> [Excerpted data]:
-- begin --

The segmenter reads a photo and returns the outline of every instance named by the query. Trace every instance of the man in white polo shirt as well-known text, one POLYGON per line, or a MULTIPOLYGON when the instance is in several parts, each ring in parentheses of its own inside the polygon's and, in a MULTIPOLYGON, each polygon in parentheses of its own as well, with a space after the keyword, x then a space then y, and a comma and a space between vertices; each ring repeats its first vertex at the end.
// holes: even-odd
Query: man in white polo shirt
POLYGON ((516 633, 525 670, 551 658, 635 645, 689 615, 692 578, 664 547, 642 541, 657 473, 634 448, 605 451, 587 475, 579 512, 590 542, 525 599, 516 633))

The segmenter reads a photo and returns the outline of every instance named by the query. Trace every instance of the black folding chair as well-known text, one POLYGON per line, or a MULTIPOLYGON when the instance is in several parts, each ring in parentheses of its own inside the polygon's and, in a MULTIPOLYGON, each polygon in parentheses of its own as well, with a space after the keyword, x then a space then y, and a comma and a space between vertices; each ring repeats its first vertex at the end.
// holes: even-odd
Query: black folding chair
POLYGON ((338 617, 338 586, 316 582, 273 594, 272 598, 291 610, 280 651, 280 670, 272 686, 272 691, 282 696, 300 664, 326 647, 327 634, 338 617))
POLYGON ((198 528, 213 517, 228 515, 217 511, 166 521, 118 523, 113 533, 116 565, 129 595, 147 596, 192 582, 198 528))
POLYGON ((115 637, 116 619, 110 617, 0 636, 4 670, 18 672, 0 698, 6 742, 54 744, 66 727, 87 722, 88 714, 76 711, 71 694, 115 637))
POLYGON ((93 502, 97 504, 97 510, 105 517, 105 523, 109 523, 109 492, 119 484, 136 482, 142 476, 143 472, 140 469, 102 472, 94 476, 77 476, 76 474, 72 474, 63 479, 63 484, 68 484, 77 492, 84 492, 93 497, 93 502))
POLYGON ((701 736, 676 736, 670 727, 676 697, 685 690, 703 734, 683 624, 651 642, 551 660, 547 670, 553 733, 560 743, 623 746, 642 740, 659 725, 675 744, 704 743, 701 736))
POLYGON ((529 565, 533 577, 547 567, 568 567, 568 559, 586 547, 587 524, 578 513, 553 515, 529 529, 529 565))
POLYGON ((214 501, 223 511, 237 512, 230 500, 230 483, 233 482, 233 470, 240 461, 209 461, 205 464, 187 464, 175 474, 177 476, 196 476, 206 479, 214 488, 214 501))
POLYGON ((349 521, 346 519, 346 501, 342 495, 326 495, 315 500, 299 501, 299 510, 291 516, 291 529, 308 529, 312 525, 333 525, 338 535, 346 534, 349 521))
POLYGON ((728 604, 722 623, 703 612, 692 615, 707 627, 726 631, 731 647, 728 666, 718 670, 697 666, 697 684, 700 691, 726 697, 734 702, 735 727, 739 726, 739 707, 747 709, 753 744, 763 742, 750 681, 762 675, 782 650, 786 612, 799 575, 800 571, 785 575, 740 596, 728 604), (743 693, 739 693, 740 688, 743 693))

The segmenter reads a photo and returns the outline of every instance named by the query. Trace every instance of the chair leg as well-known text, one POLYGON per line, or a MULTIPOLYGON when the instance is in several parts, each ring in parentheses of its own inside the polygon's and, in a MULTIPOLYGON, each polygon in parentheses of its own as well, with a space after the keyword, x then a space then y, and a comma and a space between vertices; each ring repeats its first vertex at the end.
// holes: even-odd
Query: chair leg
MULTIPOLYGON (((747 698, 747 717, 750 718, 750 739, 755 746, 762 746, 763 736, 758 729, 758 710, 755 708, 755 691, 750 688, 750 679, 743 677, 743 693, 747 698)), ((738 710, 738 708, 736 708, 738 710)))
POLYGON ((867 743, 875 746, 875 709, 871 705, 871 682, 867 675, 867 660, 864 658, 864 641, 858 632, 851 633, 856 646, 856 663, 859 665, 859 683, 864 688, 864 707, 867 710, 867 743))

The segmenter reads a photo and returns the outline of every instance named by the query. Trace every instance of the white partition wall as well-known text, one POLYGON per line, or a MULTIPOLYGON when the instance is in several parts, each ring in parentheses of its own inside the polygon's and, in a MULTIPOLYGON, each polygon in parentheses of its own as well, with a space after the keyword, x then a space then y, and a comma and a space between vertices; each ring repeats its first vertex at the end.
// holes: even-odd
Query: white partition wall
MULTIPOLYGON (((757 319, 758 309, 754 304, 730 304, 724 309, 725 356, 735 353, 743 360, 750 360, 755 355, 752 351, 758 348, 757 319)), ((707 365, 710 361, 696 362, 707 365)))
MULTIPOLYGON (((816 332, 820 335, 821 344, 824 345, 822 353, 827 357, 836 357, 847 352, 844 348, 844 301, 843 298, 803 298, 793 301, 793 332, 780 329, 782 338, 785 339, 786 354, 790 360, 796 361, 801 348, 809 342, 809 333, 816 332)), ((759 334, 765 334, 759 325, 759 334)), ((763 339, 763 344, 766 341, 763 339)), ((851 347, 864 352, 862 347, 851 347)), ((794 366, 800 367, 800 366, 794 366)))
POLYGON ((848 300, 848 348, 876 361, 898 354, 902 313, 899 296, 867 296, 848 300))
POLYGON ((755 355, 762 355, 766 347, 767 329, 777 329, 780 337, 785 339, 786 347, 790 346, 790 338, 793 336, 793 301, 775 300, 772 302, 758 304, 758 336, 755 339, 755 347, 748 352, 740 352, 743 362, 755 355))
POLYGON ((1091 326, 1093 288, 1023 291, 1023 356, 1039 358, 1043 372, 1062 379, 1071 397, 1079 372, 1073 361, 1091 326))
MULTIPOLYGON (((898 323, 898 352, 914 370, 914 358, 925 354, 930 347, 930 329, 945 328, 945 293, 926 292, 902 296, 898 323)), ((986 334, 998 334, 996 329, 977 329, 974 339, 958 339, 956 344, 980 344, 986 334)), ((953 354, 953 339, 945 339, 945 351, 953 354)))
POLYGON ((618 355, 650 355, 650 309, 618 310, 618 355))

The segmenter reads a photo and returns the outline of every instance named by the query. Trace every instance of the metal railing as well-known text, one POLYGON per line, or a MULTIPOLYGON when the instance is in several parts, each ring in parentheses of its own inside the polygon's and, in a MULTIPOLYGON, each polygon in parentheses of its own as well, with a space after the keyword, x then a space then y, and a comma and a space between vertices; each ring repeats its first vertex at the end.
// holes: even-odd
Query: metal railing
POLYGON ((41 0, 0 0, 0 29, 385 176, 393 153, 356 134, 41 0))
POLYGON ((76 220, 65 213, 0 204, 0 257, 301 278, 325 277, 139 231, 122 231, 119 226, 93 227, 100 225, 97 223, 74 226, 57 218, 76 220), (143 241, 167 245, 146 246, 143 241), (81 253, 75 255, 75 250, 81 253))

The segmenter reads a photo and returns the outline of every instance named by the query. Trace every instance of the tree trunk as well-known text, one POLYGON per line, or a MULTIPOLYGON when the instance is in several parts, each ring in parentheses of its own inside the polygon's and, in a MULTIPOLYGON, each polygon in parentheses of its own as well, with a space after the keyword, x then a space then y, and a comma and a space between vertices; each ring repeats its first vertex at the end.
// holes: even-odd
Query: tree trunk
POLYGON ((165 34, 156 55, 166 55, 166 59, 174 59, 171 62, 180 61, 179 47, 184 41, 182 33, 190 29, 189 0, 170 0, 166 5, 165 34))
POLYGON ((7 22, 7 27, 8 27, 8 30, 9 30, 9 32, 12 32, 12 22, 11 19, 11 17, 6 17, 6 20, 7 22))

-- end --

> [What the task asks]:
Rewrite all the lines above as a numbered list, leaving out the blank lines.

> [Task output]:
1. The segmenter reads a photo and returns the outline of every instance named by the query. Trace every instance of the man in white polo shirt as well-known text, one POLYGON per line, or a MULTIPOLYGON when the instance is in several parts, each ring in parentheses of its own inside the polygon's and, in a MULTIPOLYGON, each polygon in parentheses of its own as well, with a space after the keyword, x then a space then y, and a comma and a space between vertices; each ring repeats its first vertex at the end.
2. // holes: even-odd
3. Query: man in white polo shirt
4. POLYGON ((516 633, 525 670, 551 658, 635 645, 689 615, 692 578, 664 547, 642 541, 657 473, 634 448, 605 451, 587 475, 579 512, 590 542, 525 599, 516 633))
5. The segmenter reads a photo and returns the outline of every instance named by the query. Trace every instance of the black folding chair as well-known text, one POLYGON per line, or a MULTIPOLYGON when the instance is in several parts, each ring in parentheses of its own inside the polygon's and, in a MULTIPOLYGON, each polygon in parentheses of its own as well, with a space after the keyword, x then a space then y, and a comma and a space between vertices; each ring repeats its first vertex at the end.
6. // holes: even-odd
7. Query: black folding chair
8. POLYGON ((338 617, 338 586, 316 582, 273 594, 272 598, 291 610, 280 651, 280 670, 272 686, 272 691, 282 696, 300 664, 326 647, 327 634, 338 617))
9. POLYGON ((198 528, 213 517, 228 515, 217 511, 166 521, 118 523, 113 533, 116 565, 129 595, 147 596, 192 582, 198 528))
10. POLYGON ((115 637, 116 619, 110 617, 0 636, 4 670, 18 672, 0 698, 6 742, 54 744, 66 727, 87 722, 88 714, 76 711, 71 694, 115 637))
11. POLYGON ((93 502, 97 504, 97 510, 105 517, 105 523, 109 523, 109 492, 119 484, 136 482, 142 476, 143 472, 140 469, 102 472, 94 476, 77 476, 76 474, 72 474, 63 479, 63 484, 68 484, 77 492, 84 492, 93 497, 93 502))
12. POLYGON ((701 736, 676 736, 670 727, 676 697, 685 690, 703 734, 683 624, 651 642, 551 660, 547 670, 553 733, 560 743, 623 746, 642 740, 659 725, 675 744, 704 743, 701 736))
13. POLYGON ((529 565, 533 577, 547 567, 568 567, 568 559, 586 547, 587 524, 578 513, 553 515, 529 529, 529 565))
14. POLYGON ((214 501, 223 511, 237 512, 230 500, 230 483, 233 482, 233 470, 240 461, 209 461, 205 464, 187 464, 175 474, 177 476, 196 476, 206 479, 214 488, 214 501))
15. POLYGON ((349 521, 346 519, 346 501, 342 495, 326 495, 315 500, 299 501, 299 510, 291 516, 291 529, 308 529, 312 525, 333 525, 338 535, 346 534, 349 521))
16. POLYGON ((728 604, 722 623, 703 612, 692 615, 707 627, 726 631, 731 647, 728 666, 718 670, 697 666, 697 684, 700 691, 726 697, 734 702, 735 727, 739 726, 739 707, 747 709, 753 744, 763 742, 750 681, 762 675, 782 650, 786 612, 799 575, 800 571, 785 575, 740 596, 728 604), (743 693, 739 693, 740 688, 743 693))
17. The segmenter reads a photo and returns the outline of every instance named by the query. Trace every instance of the chair leg as well-known text, one POLYGON per line, or a MULTIPOLYGON when the instance is in several parts, each ring in parentheses of its own inside the polygon's and, in a MULTIPOLYGON, each polygon in parentheses of its own as well, with a space after the keyword, x then a space then y, and a comma and a space between vertices; each ring repeats its first vertex at the end.
18. // holes: even-odd
19. Query: chair leg
20. MULTIPOLYGON (((747 698, 747 717, 750 718, 750 739, 755 746, 762 746, 763 736, 758 729, 758 710, 755 708, 755 691, 750 688, 750 679, 743 677, 743 693, 747 698)), ((738 710, 738 708, 736 708, 738 710)))
21. POLYGON ((867 743, 875 746, 875 709, 871 705, 871 682, 867 675, 867 660, 864 658, 864 641, 858 632, 851 633, 856 646, 856 663, 859 665, 859 683, 864 688, 864 707, 867 710, 867 743))
22. The segmenter reads a photo and returns the outline of every instance named by the query. Trace every instance of the white partition wall as well-known text, one POLYGON per line, or a MULTIPOLYGON when the instance is in several parts, each ring in parentheses of its own inside the polygon's and, in a MULTIPOLYGON, each polygon in parentheses of its own as well, with a space after the keyword, x then a space then y, and a comma and a space between vertices; each ring repeats its first vertex at the end.
23. // holes: even-odd
24. Query: white partition wall
25. MULTIPOLYGON (((757 319, 758 309, 754 304, 730 304, 724 309, 725 356, 735 353, 743 360, 750 360, 755 355, 752 351, 758 348, 757 319)), ((707 365, 710 361, 696 362, 707 365)))
26. MULTIPOLYGON (((816 332, 820 335, 821 344, 824 345, 822 353, 827 357, 836 357, 847 352, 844 348, 844 301, 843 298, 803 298, 793 301, 793 332, 780 329, 782 338, 785 339, 786 354, 790 360, 796 361, 801 348, 809 342, 809 333, 816 332)), ((759 334, 765 334, 759 325, 759 334)), ((763 339, 763 344, 766 341, 763 339)), ((851 347, 864 352, 862 347, 851 347)), ((794 366, 800 367, 800 366, 794 366)))
27. POLYGON ((848 300, 848 348, 876 361, 898 354, 902 313, 899 296, 867 296, 848 300))
28. POLYGON ((755 355, 762 355, 766 347, 767 329, 777 329, 780 337, 785 339, 786 347, 790 346, 790 338, 793 336, 793 301, 775 300, 772 302, 758 304, 758 336, 755 339, 755 347, 748 352, 740 352, 743 362, 755 355))
29. POLYGON ((1091 326, 1093 288, 1023 291, 1023 356, 1039 358, 1043 372, 1062 379, 1071 397, 1079 372, 1073 361, 1091 326))
30. MULTIPOLYGON (((898 323, 898 352, 914 370, 914 358, 925 354, 930 347, 930 329, 945 328, 945 293, 926 292, 902 296, 898 323)), ((986 334, 998 334, 996 329, 977 329, 974 339, 958 339, 956 344, 980 344, 986 334)), ((953 354, 953 339, 945 339, 945 351, 953 354)))
31. POLYGON ((618 355, 650 355, 650 309, 618 310, 618 355))
32. The segmenter reads a photo and returns the outline of every instance named by the query. Trace every instance of the metal railing as well-known text, one POLYGON per line, or a MULTIPOLYGON when the instance is in several parts, each ring in parentheses of its own inside the polygon's and, in a MULTIPOLYGON, each polygon in parentheses of its own as well, with a space after the keyword, x then a space then y, and a comma and a space between vertices; each ring repeats its first vertex at the end.
33. // holes: even-odd
34. Query: metal railing
35. POLYGON ((41 0, 0 0, 0 29, 385 176, 393 153, 356 134, 41 0))
36. POLYGON ((76 220, 65 213, 0 204, 0 257, 301 278, 325 277, 139 231, 122 231, 119 226, 93 227, 100 225, 97 223, 74 226, 57 218, 76 220), (143 241, 167 245, 146 246, 143 241), (81 253, 75 255, 75 250, 81 253))
37. The segmenter reads a photo and returns the outline of every instance named by the query. Trace every instance of the tree trunk as well-known text, one POLYGON per line, or a MULTIPOLYGON when the instance is in several parts, each ring in parentheses of its own inside the polygon's and, in a MULTIPOLYGON, each polygon in parentheses of its own as well, with a space after the keyword, x then a space then y, and a comma and a space between vertices; each ring repeats its first vertex at the end.
38. // holes: even-odd
39. Query: tree trunk
40. POLYGON ((165 34, 156 55, 166 55, 166 59, 174 59, 171 62, 180 61, 179 47, 184 41, 182 33, 190 29, 189 0, 170 0, 166 5, 165 34))
41. POLYGON ((7 22, 7 27, 8 27, 8 30, 9 30, 9 32, 12 32, 12 22, 11 19, 11 17, 6 17, 6 20, 7 22))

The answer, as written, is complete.